Extracted text:
⟨

The young surgeon takes a challenging case to surgery, to find that she is given a technician that is not used to work with her, and is not familiar with some of the details of those types of surgeries.  She complains to the OR supervisor, but with a vicious smile she is told that she should be able to work with that technician if she was competent enough.  Though uncomfortable, she decides to go ahead with the scheduled surgery.  She gets into a technical difficulty, but there is no back-up surgeon in that specialty in this hospital.  Working the best she could with the inexperienced technician results in the patient bleeding, suffering an injury, re-bleeding, then dying.  The exhausted surgeon is devastated.  She talks to the family and feels their pain, and she has to live herself the pain.  She manages the paper-work including calling the coroner and explaining.  Then she has to see her other patients on the floor.  She comes back to see if the grieving family have any unanswered questions, then totally drained-out she finally goes home near midnight.  Life and work in this hospital is becoming hell, but that is just the beginning.  The OR director, who herself is an unpleasant grumpy person, keeps questioning the competence of the surgeon.  She does not make it easy for her to be assigned the best technicians.  The surgeon learned a lesson about real life outside the university medical center.  She decides to be more selective accepting that her skills and professional abilities cannot grow in this hospital.  She decides that she should move to another hospital.  Read on ....

⟩

Data extract:
⟨

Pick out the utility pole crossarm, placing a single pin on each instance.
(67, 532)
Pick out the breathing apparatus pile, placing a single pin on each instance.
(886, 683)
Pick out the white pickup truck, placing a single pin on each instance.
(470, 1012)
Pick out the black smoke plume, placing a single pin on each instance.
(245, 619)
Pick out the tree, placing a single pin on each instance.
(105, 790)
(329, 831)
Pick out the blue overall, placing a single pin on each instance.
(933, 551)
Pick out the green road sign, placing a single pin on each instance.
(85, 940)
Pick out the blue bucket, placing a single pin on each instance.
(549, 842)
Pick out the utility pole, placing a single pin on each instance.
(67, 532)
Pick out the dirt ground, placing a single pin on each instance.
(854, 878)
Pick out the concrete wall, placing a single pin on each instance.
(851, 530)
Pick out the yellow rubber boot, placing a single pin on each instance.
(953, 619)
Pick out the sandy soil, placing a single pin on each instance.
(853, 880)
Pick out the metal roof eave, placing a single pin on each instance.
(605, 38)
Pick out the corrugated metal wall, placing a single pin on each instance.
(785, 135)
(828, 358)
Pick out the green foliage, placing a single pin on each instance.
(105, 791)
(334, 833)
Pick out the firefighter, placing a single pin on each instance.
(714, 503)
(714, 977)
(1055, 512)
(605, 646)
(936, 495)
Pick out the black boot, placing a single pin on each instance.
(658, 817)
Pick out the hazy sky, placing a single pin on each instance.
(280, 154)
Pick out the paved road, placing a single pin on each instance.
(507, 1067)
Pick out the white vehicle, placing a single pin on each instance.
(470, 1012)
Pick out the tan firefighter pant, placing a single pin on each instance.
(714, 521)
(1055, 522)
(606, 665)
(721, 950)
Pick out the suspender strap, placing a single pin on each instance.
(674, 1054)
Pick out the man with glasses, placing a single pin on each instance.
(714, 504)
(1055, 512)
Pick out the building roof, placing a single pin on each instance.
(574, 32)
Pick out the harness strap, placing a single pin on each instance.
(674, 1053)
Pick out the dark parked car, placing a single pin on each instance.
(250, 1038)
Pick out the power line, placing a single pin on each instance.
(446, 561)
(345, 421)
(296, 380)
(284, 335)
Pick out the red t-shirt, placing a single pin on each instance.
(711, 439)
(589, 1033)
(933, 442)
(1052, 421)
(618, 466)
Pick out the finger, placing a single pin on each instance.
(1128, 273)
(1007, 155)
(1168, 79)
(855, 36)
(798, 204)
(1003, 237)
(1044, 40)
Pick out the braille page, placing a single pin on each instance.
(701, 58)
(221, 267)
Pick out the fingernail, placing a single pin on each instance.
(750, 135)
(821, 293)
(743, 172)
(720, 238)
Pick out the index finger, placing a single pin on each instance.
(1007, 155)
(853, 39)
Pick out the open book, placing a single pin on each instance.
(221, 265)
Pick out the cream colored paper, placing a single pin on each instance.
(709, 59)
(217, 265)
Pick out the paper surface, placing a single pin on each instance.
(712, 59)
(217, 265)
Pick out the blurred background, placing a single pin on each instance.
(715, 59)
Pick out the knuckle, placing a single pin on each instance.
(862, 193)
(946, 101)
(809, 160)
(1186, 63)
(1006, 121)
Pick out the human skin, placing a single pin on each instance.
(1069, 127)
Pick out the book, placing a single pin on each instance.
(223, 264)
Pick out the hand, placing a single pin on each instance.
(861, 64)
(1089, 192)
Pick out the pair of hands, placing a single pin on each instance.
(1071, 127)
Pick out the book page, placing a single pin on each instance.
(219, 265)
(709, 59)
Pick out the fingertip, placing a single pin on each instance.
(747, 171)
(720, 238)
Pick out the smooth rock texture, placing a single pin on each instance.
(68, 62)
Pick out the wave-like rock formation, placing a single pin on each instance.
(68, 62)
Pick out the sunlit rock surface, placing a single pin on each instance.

⟩

Goal of the exercise:
Carry on the account of the young surgeon at the community hospital, picking up after its closing "Read on ...."

Task response:
In the meanwhile, the OR director voices "serious concerns" about that surgeon's competence to the Quality Improvement Director.  The case is sent to an external reviewer.  The external reviewer decides that the care of that case was substandard, that is, below the standard of care.  The surgeon gets suspended from practice and an immediate investigation is started.  The surgeon is stuck.  She cannot go to another hospital now, being under investigation.  If she resigns her privileges while under investigation, she will have to be reported to the National Practitioner Data Bank (NPDB).  If the suspension remains for more than 30 days, she also has to be reported to the NPDB.  If the hospital decides to put any limitations or restrictions on her scope of privileges because of medical concerns, she has to be reported to the NPDB.  A report to the NPDB may result in the surgeon losing her career, since it will be very hard for her to be employed.  The collegial medical executive committee, being hammered by quality concerns from the OR director, fearing they lose reputation as being lax about patient safety, become hawks.  They have to protect the public.  This is what the OR director keeps reminding the key players from behind the scenes.  She also throws in, just for good measure, several other insignificant events to draw a bigger picture of alarm.  Now everyone is scared.  The potential liability to the hospital becomes the biggest anxiety of all.  They ask their lawyer, can we revoke that surgeon's privileges to be on the safe side?  Of course the lawyer tells them it is possible, and he is confident that the law is on his side.  There is immunity for the peer review process.  The young surgeon, who has barely started her career, is delivered the death sentence to that career.  All her privileges in this hospital are revoked.  Story ends.